BEGIN RECORD SET

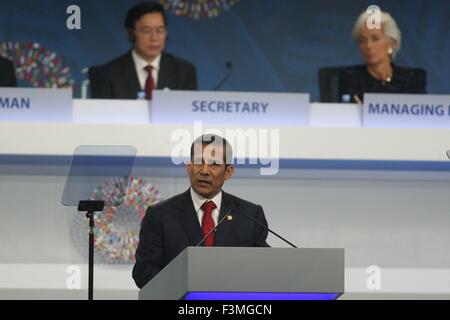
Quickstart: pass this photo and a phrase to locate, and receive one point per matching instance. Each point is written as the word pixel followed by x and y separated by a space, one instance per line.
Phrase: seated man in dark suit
pixel 170 226
pixel 146 66
pixel 7 73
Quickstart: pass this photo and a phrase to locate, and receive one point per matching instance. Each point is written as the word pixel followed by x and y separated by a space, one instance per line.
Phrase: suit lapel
pixel 188 217
pixel 165 72
pixel 227 226
pixel 130 76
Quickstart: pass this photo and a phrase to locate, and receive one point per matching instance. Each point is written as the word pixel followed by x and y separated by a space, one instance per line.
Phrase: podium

END RECORD SET

▶ _TASK STATEMENT_
Copy the data above word for word, leaving out the pictures.

▶ _REPLY TO THE TASK_
Quickstart: pass this photo and a phrase to locate, and receive one point per matching instance. Each point is written as the word pixel followed by x and y separated by a space, one instance per line.
Phrase: seated man in dark suit
pixel 170 226
pixel 146 66
pixel 7 73
Quickstart: pass this photo and a phrase to locate, and receive one point per matching instance. Each point is written as the word pixel followed by x and y separated by a space, one instance per line.
Phrase: suit lapel
pixel 188 217
pixel 165 72
pixel 227 226
pixel 130 76
Quickstart: pass this photo and a phrase to locate, and receive one point per matching instance. Each point is written as the word pixel followed by x and y separated by a space, one instance per line.
Phrase: podium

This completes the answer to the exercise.